RECORDED DATA
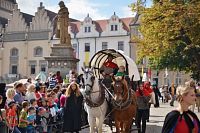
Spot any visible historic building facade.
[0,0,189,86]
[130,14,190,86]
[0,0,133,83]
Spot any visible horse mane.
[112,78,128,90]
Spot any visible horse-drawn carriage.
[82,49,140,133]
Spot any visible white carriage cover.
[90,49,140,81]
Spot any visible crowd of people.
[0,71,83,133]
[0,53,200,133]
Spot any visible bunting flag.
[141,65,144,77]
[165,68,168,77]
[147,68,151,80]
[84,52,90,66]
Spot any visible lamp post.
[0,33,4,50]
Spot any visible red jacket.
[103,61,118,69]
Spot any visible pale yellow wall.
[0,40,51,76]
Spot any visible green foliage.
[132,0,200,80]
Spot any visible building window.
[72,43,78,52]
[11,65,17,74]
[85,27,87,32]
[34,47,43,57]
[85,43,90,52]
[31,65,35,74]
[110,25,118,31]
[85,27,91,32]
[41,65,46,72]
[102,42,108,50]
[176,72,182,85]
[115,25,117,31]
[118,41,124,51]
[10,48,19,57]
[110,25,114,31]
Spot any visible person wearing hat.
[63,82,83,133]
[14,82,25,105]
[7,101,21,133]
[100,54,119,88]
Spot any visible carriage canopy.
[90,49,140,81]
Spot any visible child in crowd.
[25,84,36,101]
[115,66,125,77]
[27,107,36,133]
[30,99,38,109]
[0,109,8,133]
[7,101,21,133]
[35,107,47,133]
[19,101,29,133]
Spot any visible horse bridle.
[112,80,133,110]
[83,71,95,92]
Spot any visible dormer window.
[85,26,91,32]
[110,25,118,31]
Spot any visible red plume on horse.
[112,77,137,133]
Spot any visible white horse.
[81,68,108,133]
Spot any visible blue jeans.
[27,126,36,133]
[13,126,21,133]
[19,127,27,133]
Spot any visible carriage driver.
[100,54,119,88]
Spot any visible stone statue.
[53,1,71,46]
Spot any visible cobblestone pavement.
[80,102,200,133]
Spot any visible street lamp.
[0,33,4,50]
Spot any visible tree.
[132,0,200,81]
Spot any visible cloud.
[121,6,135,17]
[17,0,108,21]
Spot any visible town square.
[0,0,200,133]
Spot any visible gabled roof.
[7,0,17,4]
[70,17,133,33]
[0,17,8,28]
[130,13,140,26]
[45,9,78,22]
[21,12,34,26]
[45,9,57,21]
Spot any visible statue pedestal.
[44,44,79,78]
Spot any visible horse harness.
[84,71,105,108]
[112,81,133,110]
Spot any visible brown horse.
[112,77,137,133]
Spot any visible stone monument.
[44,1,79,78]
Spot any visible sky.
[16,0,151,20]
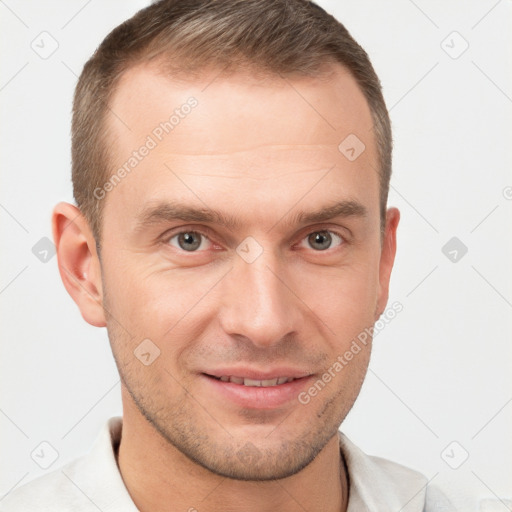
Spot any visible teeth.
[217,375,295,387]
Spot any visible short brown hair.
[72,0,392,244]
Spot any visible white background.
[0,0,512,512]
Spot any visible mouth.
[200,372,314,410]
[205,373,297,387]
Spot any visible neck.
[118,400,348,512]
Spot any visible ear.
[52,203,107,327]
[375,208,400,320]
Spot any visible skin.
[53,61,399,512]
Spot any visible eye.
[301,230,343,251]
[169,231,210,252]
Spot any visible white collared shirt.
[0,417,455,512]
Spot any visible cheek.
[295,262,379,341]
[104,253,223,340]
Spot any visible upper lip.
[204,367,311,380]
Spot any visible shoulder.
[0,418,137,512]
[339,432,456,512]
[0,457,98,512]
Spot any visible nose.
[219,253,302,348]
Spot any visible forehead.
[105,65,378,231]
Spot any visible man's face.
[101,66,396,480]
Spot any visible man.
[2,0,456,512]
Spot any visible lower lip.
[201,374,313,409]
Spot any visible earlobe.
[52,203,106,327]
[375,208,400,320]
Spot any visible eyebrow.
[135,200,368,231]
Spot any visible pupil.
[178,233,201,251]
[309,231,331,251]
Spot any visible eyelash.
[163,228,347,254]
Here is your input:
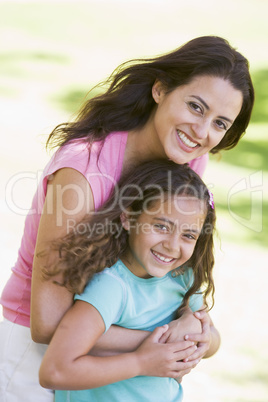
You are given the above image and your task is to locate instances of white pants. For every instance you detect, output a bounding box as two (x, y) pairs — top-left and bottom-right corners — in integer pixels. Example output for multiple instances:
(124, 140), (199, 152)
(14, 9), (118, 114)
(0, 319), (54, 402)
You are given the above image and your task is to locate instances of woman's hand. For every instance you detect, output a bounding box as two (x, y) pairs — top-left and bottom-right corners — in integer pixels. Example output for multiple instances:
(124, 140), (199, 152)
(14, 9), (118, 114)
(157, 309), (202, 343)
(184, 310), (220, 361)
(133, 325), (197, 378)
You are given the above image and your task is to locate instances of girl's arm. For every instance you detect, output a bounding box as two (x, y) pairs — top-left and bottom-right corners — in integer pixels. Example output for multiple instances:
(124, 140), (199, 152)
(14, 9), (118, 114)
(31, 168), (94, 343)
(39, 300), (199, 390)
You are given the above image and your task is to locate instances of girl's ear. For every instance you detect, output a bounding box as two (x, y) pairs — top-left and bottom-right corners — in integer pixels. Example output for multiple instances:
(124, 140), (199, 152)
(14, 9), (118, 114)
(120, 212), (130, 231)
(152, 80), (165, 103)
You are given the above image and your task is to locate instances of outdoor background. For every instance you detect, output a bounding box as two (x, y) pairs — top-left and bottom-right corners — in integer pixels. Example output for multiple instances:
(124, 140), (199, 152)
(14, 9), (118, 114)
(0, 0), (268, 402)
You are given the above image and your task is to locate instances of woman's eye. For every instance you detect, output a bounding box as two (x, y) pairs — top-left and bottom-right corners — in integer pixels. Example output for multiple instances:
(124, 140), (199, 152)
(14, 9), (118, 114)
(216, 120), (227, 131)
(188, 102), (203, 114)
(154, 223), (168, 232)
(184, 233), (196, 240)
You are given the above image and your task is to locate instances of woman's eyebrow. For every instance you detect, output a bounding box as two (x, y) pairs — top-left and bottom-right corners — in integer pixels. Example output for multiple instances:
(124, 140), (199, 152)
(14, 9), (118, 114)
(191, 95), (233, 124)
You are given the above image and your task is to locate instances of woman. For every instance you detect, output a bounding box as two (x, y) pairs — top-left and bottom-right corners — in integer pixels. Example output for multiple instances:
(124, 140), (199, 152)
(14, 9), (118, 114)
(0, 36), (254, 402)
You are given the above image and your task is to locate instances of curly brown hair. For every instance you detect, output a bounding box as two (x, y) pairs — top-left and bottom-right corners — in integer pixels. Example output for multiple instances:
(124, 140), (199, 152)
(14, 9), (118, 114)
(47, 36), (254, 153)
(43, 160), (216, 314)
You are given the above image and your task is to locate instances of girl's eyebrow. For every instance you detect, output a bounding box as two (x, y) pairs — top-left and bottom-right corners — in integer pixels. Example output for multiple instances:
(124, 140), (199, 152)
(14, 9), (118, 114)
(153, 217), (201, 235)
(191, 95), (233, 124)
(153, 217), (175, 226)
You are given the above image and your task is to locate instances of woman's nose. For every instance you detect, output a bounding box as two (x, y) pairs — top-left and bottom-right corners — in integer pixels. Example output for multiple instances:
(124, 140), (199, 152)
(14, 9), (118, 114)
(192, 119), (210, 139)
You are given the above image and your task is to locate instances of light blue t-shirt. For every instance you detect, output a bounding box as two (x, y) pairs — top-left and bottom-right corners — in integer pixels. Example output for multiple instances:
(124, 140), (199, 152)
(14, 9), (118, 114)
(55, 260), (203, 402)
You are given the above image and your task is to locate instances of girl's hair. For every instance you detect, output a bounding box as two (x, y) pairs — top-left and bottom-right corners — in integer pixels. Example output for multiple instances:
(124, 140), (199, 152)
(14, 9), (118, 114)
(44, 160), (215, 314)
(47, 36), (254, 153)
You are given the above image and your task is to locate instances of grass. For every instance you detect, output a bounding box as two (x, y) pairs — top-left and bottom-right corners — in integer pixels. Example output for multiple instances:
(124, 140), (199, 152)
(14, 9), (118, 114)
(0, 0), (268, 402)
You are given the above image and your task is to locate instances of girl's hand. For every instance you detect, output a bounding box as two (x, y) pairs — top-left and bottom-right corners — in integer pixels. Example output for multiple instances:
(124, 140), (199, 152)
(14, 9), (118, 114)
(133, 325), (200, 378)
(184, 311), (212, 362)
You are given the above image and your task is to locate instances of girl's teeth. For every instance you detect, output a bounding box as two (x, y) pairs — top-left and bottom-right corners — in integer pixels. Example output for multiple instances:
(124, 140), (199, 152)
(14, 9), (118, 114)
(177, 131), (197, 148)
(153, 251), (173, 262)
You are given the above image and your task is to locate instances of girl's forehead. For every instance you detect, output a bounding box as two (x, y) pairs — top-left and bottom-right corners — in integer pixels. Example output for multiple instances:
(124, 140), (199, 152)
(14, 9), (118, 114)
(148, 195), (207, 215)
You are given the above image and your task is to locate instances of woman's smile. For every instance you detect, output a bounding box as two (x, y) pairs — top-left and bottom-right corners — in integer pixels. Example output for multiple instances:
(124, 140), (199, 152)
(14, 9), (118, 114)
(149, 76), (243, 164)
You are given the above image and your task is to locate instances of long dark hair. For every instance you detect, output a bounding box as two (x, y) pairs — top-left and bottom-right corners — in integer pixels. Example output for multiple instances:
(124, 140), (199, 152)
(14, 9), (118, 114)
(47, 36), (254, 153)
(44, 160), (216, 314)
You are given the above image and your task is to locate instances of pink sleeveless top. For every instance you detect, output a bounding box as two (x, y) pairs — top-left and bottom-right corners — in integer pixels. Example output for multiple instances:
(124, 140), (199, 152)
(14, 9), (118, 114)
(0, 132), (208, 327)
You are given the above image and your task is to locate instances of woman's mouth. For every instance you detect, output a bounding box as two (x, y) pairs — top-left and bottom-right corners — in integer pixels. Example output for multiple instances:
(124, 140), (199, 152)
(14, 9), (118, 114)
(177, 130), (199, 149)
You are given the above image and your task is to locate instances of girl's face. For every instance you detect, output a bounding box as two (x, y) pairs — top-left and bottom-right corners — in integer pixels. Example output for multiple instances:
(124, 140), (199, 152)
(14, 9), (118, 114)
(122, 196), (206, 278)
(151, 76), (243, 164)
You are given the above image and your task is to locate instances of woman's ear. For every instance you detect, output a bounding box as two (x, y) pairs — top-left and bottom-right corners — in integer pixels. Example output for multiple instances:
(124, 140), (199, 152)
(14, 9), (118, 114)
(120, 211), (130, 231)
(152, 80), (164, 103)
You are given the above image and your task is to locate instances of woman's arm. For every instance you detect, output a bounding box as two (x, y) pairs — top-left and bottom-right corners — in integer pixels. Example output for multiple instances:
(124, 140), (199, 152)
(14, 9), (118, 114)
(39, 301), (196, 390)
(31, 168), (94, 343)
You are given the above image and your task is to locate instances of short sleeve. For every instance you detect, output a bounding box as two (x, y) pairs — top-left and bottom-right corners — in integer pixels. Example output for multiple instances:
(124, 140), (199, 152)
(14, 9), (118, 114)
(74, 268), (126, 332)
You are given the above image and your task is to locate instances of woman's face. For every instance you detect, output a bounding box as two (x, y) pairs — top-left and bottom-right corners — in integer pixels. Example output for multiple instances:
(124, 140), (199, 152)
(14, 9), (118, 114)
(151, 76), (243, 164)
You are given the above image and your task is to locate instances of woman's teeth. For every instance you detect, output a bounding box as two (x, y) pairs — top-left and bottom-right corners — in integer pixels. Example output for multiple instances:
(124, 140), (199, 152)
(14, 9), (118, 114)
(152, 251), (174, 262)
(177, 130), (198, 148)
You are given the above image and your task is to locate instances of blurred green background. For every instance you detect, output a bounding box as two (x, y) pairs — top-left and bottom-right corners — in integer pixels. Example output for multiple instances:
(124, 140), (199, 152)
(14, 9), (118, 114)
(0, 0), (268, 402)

--

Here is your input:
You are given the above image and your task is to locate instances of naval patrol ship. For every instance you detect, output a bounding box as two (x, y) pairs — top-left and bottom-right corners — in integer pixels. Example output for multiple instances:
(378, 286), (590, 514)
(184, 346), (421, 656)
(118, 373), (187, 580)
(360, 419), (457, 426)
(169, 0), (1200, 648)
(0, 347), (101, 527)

WHAT IS EXPECTED
Reproduce, word for word, the items from the line containing "of girl's hair." through the line containing "(149, 76), (243, 164)", including both of those lines.

WRITTEN SOLUTION
You are given the above image and your task is to locate instances of girl's hair. For every instance you detect, output a bounding box as two (x, y) pairs — top-left and bottom-right corners — in integer pixels. Example output for multiple instances:
(124, 140), (199, 152)
(14, 9), (118, 114)
(44, 160), (215, 314)
(47, 36), (254, 153)
You are given the above image and your task is to locate instances of grass. For every instance you detect, output a bounding box as two (x, y) pairs — top-left and bottom-right corners — in integer pixels. Example output for multiple instances:
(124, 140), (199, 152)
(14, 9), (118, 114)
(0, 0), (268, 402)
You are given the above image and your task is to locate instances of girl's hand. For every instance you detect, output a bounding box as two (x, y) pairs — top-left and bottom-right corners — in integer pixels. Example output for multiple instances:
(124, 140), (199, 152)
(14, 9), (118, 114)
(133, 325), (200, 378)
(184, 311), (212, 362)
You are given the above image and your task is to locate instances of girl's teeth. For every instance you detect, output a bounding box as two (x, y) pairs — top-left and bottom-right corners — in integer pixels. Example output for multiple instances:
(124, 140), (199, 152)
(14, 9), (118, 114)
(177, 131), (197, 148)
(153, 251), (173, 262)
You are given the above image and your task is to locate instances of girl's forehead. For every instance you detect, output a bounding box as two (x, y) pairs — top-left and bottom-right corners — in integer pixels. Example output for multiple instances:
(124, 140), (199, 152)
(14, 9), (118, 114)
(148, 195), (207, 215)
You are given the above image and your task is to locate instances of woman's smile. For every instance you detect, output a bounding box as two (x, y) pairs — top-left and bottom-right corners — in integer pixels. Example output for multiple instances:
(124, 140), (199, 152)
(14, 9), (118, 114)
(149, 76), (243, 164)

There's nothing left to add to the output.